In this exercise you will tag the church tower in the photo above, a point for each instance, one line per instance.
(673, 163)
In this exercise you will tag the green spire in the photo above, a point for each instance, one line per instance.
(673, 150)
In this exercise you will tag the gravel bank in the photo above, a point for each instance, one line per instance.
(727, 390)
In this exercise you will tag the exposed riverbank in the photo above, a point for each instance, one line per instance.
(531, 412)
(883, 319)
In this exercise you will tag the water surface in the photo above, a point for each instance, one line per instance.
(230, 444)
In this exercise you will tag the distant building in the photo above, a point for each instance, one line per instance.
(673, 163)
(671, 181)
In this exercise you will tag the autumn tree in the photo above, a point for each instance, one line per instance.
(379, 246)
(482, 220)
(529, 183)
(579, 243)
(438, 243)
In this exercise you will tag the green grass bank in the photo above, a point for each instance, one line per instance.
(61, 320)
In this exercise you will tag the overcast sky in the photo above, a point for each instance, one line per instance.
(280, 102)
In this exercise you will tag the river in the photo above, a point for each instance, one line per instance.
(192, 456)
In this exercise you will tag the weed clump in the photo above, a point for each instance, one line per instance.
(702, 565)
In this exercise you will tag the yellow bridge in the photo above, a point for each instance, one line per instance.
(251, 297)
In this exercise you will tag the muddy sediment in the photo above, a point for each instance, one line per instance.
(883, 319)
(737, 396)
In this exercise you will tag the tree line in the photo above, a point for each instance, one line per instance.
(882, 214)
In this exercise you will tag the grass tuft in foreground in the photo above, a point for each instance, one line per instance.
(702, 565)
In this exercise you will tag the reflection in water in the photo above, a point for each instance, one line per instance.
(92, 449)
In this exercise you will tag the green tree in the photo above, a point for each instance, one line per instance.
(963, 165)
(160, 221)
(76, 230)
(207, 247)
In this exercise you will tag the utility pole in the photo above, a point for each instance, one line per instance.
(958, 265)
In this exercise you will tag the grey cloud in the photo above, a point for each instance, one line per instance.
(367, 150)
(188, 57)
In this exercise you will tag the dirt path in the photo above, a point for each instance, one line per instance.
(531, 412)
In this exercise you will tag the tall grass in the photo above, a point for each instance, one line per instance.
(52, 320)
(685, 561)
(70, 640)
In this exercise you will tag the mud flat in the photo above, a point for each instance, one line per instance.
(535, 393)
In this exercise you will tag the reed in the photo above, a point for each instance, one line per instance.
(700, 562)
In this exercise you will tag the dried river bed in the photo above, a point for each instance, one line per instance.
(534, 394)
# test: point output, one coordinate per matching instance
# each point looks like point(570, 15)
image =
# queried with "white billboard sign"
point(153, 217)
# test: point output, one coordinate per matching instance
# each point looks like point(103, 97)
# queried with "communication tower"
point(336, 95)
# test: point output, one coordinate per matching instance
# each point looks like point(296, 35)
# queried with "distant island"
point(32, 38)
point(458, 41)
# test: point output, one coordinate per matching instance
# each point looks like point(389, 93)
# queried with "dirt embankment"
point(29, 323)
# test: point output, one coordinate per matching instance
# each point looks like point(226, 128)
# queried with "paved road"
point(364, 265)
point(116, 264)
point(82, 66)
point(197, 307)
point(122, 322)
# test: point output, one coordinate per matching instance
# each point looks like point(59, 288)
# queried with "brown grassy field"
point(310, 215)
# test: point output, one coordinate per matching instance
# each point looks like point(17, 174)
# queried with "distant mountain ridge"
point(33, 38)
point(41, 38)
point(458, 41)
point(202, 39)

•••••

## Task to complete
Pull out every line of the records above that contains the word "like". Case counts.

## The solution
# each point looks like point(570, 15)
# each point looks like point(103, 97)
# each point looks like point(296, 35)
# each point looks like point(389, 93)
# each point looks like point(226, 128)
# each point looks like point(59, 288)
# each point looks like point(17, 174)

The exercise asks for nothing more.